- **Task**:
Could you please retype exactly the lines from the start of the records below through the line that contains "pixel 132 128", both included, and leave out the pictures?

(Point localization data)
※
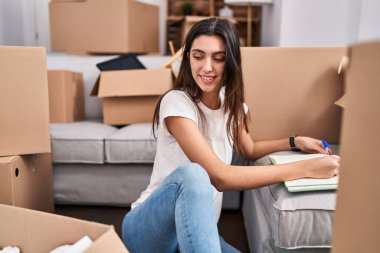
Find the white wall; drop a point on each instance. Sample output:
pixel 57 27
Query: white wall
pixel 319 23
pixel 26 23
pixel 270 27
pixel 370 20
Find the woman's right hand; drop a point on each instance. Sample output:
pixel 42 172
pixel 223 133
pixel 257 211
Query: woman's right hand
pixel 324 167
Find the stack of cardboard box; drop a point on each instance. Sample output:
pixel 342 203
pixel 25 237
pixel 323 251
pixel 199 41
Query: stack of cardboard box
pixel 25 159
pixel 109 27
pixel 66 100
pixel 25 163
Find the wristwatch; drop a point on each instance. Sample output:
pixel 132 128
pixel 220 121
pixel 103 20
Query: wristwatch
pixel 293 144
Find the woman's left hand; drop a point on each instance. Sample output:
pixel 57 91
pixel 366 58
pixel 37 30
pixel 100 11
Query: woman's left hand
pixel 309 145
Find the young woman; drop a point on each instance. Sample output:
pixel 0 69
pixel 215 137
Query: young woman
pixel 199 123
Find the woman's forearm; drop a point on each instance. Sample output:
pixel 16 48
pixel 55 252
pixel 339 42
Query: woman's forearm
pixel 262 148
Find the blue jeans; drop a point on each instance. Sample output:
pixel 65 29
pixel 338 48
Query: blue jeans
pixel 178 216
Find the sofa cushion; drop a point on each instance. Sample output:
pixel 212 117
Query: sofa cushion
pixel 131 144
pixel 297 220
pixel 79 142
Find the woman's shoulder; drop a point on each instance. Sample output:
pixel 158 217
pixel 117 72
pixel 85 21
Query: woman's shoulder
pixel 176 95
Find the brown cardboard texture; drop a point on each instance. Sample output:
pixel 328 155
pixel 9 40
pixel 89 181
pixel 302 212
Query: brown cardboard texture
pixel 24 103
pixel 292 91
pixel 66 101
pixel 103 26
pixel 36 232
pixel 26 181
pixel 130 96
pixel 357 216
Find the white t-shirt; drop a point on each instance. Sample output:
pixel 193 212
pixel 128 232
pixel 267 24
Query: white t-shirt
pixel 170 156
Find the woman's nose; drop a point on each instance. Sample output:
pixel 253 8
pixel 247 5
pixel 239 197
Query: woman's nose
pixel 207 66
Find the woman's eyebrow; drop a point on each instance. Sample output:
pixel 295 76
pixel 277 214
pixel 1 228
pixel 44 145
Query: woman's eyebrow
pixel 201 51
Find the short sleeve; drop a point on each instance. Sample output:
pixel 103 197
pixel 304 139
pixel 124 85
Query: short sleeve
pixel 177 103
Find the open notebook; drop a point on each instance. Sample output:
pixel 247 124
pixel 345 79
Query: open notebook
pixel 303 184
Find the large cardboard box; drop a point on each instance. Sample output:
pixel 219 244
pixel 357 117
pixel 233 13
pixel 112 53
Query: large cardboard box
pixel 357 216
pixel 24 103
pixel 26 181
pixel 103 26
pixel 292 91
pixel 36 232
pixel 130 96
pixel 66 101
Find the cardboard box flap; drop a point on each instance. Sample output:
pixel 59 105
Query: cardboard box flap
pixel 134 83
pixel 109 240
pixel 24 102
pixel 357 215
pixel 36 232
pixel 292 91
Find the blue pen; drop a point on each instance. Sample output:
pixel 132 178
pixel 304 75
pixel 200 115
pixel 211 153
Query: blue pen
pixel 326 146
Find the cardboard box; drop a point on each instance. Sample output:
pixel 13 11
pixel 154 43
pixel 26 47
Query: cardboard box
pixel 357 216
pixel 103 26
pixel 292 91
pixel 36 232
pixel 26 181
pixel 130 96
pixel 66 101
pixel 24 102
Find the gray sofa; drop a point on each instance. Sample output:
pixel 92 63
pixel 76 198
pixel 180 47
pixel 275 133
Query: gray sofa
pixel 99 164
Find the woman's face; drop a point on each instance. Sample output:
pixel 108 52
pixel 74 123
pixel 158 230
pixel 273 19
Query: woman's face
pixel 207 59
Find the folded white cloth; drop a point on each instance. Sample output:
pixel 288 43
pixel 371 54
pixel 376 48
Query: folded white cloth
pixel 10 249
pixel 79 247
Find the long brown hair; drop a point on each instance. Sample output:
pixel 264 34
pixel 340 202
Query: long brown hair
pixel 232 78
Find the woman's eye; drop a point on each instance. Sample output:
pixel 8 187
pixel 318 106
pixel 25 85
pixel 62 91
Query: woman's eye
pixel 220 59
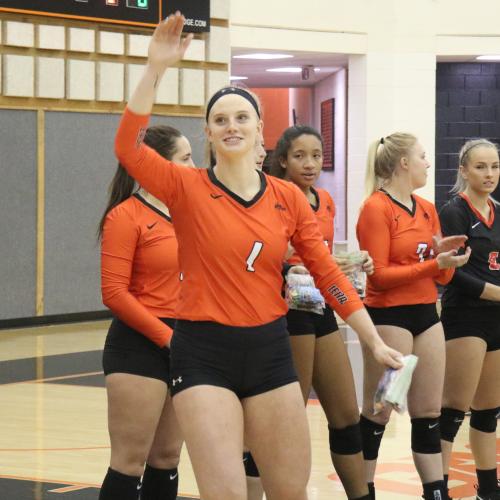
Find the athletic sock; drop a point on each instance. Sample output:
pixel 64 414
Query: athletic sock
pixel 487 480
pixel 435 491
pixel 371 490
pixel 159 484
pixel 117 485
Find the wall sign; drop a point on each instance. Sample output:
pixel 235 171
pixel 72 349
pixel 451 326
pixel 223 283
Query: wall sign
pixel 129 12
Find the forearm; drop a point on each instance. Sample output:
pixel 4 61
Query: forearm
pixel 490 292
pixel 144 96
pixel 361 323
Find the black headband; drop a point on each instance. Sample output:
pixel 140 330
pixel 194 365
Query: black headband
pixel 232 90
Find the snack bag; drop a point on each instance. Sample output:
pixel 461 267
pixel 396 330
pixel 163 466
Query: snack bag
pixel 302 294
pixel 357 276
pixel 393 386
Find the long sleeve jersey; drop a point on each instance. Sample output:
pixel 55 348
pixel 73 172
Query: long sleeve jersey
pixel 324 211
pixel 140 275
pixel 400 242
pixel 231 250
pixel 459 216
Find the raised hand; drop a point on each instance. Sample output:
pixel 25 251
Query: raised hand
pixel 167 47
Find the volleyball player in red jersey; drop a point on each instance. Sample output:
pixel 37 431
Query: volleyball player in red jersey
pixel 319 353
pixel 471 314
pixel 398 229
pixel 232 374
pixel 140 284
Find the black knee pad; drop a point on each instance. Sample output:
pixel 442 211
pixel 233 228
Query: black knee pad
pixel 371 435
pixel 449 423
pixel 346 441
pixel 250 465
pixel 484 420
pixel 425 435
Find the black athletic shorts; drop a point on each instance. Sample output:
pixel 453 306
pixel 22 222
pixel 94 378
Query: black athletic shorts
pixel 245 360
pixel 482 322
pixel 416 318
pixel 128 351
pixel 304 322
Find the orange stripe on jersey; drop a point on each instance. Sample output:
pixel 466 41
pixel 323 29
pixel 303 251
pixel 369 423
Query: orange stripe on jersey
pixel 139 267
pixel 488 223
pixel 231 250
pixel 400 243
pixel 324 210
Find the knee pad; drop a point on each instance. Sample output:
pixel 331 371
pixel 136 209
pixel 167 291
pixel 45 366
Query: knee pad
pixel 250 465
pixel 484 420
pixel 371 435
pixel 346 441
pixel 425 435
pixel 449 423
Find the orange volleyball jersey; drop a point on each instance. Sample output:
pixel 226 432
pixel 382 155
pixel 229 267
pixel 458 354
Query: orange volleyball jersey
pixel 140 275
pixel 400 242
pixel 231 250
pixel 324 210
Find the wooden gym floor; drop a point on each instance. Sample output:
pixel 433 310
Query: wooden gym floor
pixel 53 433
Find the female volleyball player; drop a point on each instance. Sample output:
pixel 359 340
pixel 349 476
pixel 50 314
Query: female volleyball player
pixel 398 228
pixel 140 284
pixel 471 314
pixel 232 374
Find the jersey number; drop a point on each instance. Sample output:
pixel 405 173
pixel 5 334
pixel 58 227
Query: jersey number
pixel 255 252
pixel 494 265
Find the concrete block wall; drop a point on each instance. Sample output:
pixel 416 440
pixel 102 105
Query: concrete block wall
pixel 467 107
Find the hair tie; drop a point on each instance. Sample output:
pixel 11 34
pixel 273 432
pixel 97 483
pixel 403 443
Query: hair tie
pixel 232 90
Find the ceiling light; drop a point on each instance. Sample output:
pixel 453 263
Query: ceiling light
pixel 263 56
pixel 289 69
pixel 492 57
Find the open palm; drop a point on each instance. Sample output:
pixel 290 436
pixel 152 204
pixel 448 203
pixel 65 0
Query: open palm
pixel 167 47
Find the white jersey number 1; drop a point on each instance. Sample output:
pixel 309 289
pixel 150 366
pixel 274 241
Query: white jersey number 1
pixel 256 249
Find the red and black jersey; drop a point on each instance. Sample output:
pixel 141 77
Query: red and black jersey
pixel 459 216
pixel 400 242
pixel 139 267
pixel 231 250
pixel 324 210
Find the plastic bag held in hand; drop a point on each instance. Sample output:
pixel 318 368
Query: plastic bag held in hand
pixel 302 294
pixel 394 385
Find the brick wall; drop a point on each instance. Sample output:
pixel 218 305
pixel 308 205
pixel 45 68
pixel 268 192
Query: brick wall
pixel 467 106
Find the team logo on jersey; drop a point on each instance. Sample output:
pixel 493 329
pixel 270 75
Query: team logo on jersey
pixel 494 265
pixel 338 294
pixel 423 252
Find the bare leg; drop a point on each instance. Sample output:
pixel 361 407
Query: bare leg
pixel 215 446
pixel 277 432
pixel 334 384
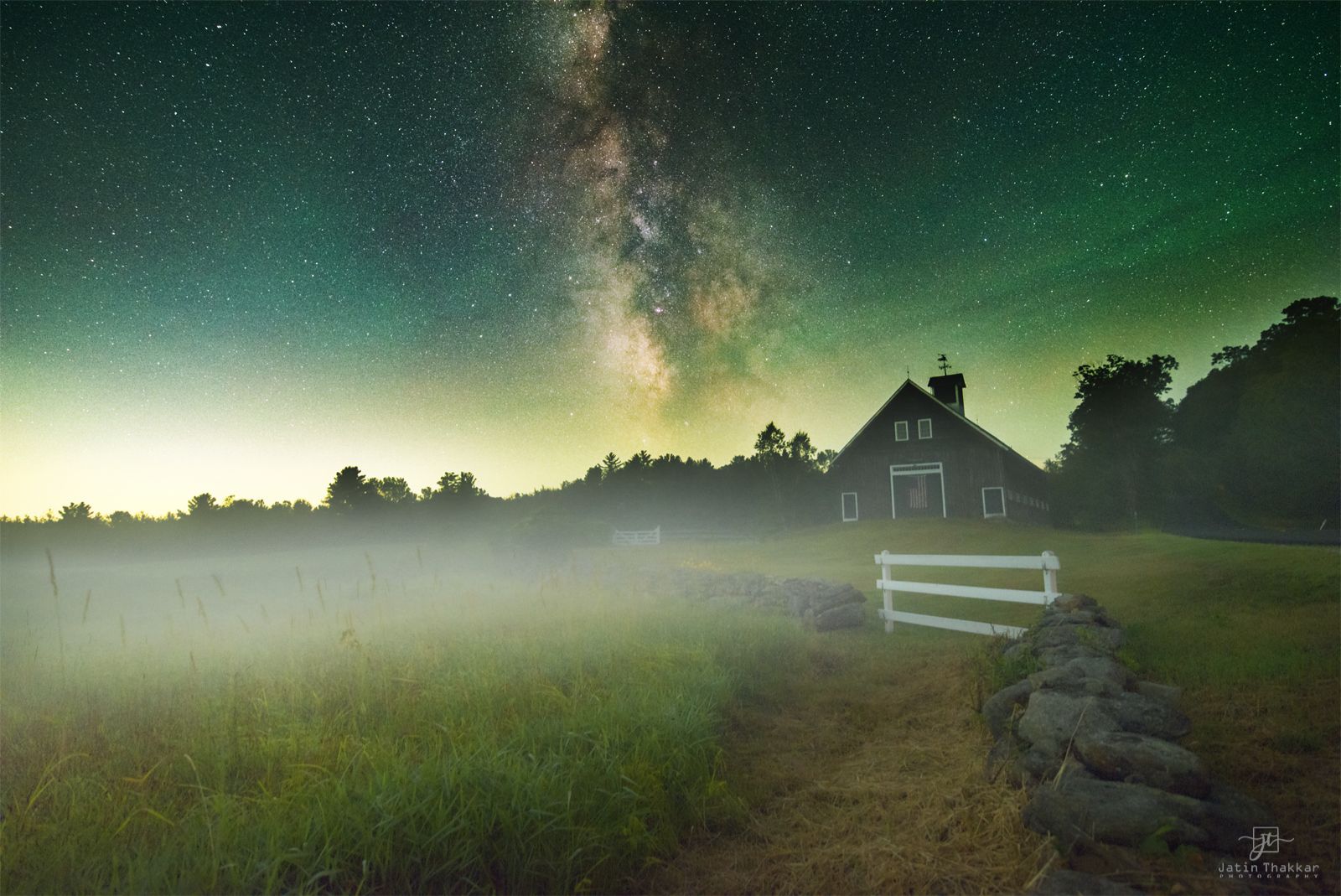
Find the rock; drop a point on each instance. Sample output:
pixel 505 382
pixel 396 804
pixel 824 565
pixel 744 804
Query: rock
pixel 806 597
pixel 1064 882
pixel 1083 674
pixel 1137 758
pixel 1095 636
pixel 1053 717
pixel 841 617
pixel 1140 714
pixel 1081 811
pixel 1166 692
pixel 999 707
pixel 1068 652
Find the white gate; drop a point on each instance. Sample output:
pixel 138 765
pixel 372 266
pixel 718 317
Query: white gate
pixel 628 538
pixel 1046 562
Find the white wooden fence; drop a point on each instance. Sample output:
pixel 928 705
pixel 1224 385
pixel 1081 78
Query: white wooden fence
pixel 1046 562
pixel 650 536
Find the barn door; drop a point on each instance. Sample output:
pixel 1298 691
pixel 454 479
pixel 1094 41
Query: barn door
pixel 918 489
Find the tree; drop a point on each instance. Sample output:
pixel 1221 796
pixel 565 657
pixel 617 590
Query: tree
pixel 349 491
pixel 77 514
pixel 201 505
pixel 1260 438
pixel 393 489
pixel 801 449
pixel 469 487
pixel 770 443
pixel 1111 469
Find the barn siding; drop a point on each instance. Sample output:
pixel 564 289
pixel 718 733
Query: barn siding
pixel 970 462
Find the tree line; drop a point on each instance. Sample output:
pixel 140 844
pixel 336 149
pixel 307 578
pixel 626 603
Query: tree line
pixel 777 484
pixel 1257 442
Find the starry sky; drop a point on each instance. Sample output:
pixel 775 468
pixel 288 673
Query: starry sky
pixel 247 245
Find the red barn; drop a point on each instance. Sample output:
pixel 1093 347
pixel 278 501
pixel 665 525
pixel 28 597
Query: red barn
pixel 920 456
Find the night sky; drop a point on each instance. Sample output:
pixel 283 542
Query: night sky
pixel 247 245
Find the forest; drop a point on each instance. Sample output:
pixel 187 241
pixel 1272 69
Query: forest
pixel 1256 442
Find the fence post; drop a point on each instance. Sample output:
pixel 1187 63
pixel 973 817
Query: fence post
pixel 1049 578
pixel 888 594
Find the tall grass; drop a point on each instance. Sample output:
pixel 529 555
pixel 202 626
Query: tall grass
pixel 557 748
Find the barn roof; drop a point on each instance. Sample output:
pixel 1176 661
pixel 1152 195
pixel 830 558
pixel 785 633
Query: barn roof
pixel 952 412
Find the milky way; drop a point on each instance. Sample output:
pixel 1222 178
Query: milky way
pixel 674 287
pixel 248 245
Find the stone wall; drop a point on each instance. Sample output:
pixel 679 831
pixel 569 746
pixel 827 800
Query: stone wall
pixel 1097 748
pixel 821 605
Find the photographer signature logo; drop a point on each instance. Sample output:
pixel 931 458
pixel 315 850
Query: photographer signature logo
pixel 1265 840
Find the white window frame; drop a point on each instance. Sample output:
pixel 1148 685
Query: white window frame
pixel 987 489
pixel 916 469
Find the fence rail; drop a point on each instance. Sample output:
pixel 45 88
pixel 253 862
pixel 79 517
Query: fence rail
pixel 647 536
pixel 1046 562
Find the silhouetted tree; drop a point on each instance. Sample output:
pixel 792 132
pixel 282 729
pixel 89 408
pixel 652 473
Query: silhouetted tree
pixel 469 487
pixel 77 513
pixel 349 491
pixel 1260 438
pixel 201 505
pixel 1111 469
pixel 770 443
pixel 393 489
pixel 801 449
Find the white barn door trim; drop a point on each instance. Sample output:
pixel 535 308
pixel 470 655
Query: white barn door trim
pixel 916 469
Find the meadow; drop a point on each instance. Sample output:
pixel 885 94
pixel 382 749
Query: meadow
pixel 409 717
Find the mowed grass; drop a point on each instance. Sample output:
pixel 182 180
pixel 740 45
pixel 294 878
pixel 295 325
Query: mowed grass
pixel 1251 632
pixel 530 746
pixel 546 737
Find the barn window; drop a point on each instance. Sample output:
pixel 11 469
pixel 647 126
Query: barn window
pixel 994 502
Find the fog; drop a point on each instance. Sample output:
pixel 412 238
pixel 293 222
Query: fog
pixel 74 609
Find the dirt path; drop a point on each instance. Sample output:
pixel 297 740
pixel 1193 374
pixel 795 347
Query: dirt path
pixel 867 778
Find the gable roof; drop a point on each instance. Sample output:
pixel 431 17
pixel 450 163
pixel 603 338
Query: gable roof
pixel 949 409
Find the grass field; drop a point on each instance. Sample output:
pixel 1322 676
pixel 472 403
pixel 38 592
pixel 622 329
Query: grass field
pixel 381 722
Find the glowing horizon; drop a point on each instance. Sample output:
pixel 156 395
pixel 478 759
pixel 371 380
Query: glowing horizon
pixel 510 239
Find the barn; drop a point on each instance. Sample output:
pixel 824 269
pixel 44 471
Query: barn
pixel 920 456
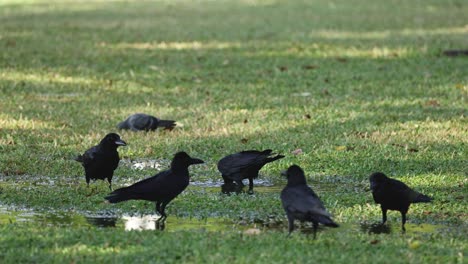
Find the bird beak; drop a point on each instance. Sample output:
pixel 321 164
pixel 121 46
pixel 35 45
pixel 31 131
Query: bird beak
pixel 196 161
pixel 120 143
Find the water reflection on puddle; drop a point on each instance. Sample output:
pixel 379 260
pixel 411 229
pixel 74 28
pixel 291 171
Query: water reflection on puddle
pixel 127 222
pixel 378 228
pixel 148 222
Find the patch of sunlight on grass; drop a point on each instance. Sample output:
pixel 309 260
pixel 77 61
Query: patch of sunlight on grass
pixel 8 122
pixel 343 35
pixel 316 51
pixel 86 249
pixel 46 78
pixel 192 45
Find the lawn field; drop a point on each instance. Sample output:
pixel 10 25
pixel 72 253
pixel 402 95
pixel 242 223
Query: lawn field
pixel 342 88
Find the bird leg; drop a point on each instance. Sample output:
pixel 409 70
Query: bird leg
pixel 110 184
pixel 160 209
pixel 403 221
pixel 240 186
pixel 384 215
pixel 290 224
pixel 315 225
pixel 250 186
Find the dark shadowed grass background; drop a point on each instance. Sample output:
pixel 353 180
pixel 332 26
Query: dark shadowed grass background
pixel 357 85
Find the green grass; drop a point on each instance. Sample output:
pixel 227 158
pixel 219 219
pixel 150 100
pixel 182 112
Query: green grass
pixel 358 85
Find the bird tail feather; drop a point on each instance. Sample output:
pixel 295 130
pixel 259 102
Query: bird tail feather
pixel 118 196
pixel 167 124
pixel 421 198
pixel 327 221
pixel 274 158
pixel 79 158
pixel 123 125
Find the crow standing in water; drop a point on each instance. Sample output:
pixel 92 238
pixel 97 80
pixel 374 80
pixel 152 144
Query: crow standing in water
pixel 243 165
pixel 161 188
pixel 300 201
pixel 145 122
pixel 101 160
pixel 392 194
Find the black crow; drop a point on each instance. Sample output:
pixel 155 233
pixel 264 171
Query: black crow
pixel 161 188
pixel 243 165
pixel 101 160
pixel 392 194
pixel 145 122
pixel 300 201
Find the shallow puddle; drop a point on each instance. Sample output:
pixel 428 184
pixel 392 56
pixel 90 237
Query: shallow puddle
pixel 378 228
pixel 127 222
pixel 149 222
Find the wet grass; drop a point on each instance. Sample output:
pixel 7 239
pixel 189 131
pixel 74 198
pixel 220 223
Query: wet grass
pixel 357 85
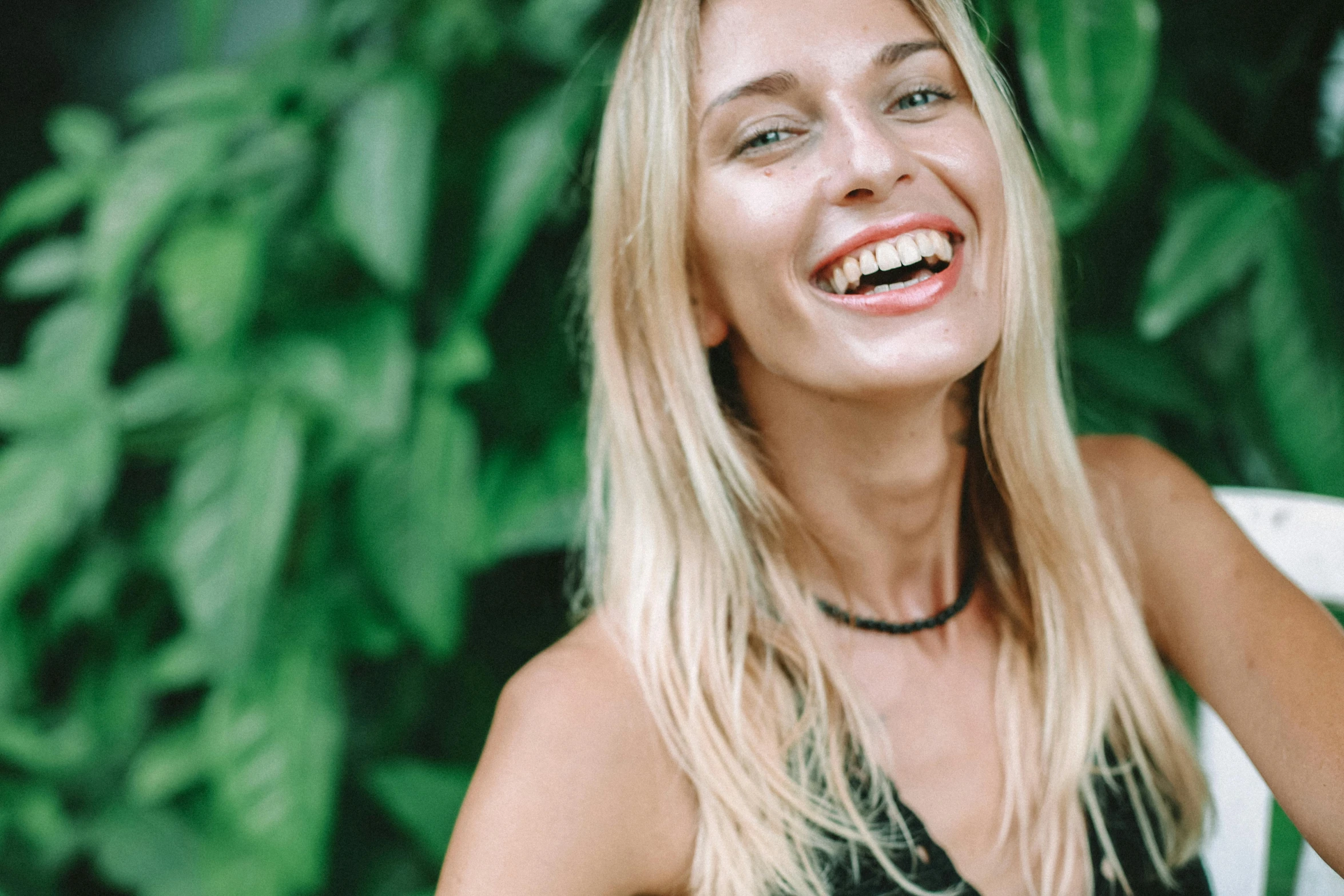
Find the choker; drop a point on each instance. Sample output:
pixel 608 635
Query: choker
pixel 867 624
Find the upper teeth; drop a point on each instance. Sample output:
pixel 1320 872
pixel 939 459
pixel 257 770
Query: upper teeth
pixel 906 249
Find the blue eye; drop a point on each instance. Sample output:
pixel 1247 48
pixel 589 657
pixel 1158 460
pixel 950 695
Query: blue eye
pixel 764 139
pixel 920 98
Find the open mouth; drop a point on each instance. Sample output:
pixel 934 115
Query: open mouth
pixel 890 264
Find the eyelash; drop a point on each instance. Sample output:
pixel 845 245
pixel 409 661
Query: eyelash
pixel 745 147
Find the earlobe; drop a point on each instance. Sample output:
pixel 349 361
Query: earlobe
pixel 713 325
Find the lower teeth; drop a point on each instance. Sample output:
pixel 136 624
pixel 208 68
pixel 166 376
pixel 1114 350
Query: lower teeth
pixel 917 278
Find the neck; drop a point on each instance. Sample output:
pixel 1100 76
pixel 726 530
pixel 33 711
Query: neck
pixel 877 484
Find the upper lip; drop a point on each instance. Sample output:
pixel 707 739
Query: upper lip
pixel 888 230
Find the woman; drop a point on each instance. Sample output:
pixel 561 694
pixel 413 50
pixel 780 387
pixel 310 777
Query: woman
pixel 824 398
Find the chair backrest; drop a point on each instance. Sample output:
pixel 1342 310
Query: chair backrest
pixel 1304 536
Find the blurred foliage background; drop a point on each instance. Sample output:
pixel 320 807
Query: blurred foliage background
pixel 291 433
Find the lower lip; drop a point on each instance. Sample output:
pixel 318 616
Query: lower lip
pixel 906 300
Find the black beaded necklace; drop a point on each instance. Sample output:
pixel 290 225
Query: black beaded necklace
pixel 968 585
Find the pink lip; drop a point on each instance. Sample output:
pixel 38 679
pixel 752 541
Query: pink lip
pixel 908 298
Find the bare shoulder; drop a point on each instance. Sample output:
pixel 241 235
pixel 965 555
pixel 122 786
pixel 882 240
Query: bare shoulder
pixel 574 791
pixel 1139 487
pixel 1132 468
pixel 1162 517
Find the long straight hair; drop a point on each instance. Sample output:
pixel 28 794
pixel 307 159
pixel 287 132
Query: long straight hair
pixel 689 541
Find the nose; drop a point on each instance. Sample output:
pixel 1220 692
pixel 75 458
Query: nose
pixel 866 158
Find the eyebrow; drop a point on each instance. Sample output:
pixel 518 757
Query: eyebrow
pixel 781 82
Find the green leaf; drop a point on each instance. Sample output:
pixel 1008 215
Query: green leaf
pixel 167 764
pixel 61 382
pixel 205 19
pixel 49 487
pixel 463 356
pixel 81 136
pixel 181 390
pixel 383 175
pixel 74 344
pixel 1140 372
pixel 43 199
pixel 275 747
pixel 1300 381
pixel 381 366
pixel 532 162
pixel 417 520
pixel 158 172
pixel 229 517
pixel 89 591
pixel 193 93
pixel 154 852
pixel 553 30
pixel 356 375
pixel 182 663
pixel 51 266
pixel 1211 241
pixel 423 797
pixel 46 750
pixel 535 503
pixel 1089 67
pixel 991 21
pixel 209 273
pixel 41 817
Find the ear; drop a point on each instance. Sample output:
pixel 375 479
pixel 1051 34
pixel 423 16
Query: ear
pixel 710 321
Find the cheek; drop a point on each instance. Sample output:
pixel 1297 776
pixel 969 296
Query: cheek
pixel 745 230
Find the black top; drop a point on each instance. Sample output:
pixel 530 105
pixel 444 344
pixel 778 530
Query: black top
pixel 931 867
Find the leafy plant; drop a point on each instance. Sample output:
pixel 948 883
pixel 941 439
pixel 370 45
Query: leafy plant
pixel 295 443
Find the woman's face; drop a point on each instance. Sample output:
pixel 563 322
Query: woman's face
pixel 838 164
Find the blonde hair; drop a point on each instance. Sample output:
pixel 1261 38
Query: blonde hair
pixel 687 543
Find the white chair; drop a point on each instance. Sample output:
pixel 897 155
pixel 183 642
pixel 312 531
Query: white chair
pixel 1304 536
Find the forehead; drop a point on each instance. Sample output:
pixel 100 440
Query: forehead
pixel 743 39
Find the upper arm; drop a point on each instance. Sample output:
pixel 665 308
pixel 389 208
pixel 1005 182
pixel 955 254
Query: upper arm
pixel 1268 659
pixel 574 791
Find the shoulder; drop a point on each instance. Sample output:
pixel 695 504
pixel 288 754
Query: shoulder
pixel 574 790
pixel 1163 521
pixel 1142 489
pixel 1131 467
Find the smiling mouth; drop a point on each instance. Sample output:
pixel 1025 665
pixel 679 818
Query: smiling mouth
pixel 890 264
※
- **Solution for this exercise**:
Find the white wall; drop a point on each instance. Sample output:
pixel 57 27
Query: white wall
pixel 319 23
pixel 26 23
pixel 270 27
pixel 370 20
Find the woman's right hand; drop a point on each instance. Sample output:
pixel 42 172
pixel 223 133
pixel 257 211
Query: woman's right hand
pixel 324 167
Find the stack of cardboard box; drop a point on each instance. Sample output:
pixel 342 203
pixel 25 237
pixel 323 251
pixel 199 41
Query: stack of cardboard box
pixel 25 159
pixel 109 27
pixel 66 100
pixel 25 163
Find the wristwatch; drop a point on each instance. Sample output:
pixel 132 128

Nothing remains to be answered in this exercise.